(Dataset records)
——————————
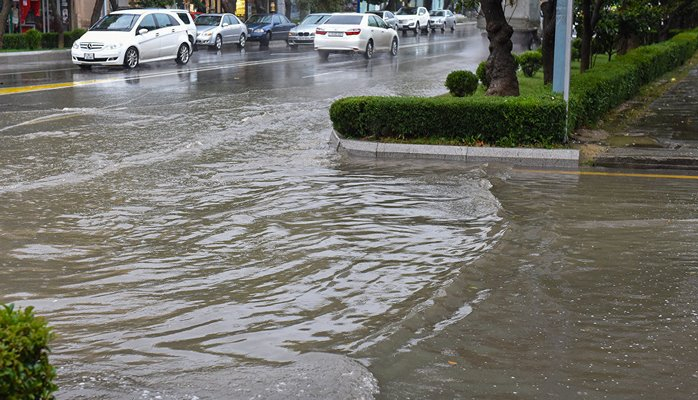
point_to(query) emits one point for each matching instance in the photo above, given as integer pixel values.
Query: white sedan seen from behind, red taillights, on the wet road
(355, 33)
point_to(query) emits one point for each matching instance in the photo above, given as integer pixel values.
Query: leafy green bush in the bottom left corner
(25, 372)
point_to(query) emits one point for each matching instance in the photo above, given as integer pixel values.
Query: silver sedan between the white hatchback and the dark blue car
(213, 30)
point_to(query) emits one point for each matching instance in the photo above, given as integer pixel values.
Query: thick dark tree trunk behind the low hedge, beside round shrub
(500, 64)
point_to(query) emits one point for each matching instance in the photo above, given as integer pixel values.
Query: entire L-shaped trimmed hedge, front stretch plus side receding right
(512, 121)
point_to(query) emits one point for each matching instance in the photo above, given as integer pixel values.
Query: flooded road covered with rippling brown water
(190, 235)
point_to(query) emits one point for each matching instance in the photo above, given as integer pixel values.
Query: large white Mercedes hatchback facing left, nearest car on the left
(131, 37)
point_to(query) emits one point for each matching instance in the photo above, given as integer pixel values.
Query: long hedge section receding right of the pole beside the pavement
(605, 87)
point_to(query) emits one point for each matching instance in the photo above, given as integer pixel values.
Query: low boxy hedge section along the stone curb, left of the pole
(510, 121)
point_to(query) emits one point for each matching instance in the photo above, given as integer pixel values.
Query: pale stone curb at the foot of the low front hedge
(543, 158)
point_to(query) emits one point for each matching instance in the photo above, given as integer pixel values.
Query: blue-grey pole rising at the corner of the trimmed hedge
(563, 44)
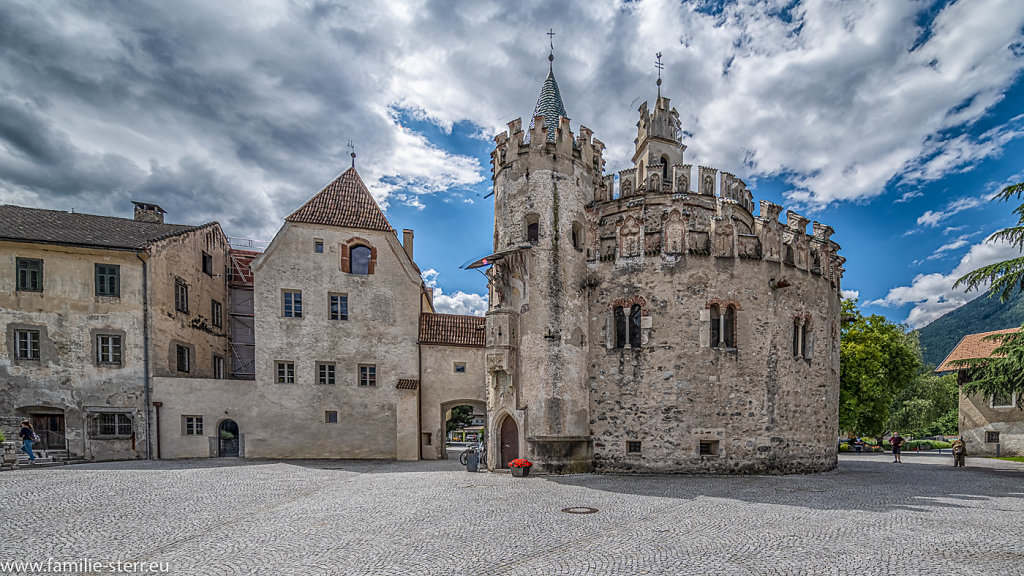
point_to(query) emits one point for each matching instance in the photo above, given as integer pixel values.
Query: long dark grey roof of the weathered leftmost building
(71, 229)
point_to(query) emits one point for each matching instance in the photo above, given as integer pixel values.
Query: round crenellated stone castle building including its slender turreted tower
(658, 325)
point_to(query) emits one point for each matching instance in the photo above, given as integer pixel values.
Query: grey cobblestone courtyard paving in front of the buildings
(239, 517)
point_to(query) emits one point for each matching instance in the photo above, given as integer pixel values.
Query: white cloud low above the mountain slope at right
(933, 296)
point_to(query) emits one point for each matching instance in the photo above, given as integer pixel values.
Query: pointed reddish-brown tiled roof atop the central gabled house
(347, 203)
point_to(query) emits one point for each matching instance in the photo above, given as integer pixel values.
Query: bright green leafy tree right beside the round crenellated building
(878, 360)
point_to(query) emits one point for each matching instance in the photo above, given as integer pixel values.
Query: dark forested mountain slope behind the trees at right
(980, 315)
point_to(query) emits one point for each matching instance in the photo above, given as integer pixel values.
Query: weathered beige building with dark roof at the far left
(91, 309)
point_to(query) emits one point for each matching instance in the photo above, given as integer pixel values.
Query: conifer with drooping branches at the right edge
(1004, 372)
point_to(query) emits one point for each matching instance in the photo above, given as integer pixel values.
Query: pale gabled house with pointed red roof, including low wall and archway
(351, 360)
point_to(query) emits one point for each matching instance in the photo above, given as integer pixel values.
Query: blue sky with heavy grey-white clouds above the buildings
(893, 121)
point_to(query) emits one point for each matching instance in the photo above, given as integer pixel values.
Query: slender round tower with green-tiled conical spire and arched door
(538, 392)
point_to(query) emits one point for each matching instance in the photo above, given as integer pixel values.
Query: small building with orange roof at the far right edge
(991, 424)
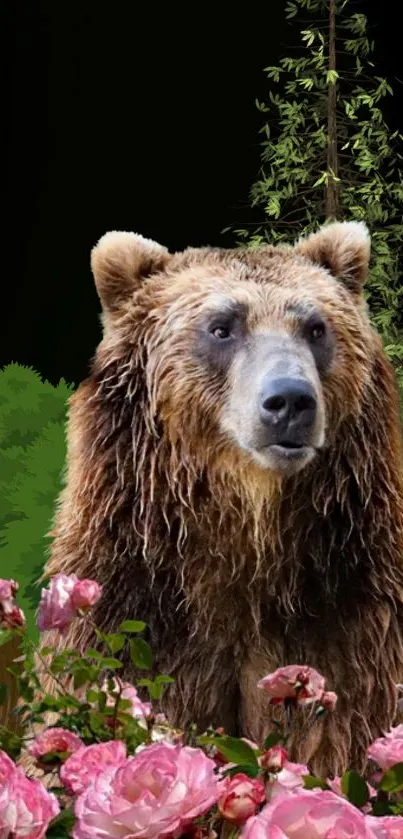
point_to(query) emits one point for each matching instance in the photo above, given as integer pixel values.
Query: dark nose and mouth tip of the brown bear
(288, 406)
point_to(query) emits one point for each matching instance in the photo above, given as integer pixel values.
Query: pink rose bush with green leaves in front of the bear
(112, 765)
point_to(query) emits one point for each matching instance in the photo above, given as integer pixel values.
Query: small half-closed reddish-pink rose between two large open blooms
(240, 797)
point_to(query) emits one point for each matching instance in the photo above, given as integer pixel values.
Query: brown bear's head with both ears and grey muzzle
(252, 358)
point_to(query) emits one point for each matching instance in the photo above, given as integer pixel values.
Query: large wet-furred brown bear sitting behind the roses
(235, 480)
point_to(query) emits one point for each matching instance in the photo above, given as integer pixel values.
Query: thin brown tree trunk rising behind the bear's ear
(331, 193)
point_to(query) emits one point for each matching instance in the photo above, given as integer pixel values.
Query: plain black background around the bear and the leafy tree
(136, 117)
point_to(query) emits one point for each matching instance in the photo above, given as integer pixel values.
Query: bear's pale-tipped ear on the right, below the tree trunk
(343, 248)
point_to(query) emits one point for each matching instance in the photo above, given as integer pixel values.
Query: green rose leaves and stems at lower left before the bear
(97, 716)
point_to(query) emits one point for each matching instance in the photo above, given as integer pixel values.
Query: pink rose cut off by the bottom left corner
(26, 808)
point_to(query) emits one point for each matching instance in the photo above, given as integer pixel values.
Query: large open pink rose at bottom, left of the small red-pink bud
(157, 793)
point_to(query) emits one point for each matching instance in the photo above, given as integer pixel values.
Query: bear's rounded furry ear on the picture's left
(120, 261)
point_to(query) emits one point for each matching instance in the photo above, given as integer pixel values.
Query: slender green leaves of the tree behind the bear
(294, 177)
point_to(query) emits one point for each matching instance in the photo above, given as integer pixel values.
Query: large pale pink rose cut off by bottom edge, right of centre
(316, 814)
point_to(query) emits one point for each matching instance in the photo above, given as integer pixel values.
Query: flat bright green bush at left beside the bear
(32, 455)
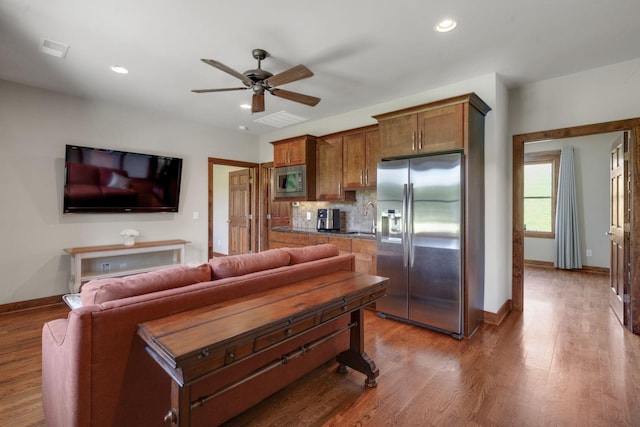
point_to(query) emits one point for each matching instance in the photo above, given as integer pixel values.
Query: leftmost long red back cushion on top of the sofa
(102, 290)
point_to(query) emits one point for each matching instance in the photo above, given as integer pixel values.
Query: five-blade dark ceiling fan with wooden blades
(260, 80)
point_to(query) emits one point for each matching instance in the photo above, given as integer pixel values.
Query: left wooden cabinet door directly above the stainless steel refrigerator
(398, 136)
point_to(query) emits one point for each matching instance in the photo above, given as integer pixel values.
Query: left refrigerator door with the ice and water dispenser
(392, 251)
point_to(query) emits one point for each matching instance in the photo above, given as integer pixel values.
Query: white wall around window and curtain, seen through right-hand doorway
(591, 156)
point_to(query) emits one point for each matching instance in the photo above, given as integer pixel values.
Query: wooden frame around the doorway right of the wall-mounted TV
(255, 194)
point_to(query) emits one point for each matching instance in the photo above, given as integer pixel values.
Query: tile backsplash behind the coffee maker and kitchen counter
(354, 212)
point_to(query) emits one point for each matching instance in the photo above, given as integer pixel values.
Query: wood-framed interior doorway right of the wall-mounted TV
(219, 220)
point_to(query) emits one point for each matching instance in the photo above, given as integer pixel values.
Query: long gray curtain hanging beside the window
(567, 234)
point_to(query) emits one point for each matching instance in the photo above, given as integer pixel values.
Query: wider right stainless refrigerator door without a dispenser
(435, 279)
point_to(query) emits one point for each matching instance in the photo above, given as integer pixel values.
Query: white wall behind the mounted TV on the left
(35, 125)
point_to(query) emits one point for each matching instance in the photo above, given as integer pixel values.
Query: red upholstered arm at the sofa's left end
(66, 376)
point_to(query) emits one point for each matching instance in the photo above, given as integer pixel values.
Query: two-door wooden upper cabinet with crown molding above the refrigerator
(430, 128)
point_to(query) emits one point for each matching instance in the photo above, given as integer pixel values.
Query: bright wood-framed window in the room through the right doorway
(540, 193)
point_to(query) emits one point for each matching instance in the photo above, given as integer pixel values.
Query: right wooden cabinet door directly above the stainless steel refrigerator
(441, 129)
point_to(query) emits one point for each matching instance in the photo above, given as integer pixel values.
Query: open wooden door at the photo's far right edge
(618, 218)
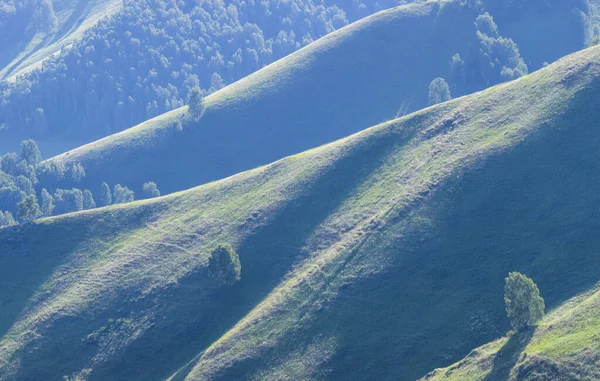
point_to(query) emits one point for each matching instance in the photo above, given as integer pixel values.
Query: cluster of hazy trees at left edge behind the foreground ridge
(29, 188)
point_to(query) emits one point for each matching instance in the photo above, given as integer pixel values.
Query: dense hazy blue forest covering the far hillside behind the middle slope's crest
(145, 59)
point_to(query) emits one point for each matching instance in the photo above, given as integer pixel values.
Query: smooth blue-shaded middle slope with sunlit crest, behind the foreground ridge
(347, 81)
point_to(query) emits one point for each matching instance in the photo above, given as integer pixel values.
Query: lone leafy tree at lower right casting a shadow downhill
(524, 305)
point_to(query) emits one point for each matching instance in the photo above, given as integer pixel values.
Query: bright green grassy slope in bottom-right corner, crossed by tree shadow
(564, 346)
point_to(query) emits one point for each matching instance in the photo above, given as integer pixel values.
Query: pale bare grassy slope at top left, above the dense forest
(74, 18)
——————————
REQUIRED ACTION: Exact copies of the lines from the one containing "Query: lone leafy" through the final line of the records are all the answer should hold.

ANSWER TO THE EXERCISE:
Query: lone leafy tree at lower right casting a shadow downhill
(524, 305)
point_to(query) emits one point for each matching instance in the photo above, given as integer pixel values.
Query: bright green grassy slope in bottom-right corner, crossed by tree shadow
(564, 346)
point_to(query) emits one point for each matching instance in the photo above, given as integer pixel values.
Query: pale bare grassy slope at top left, above the dense forest
(74, 18)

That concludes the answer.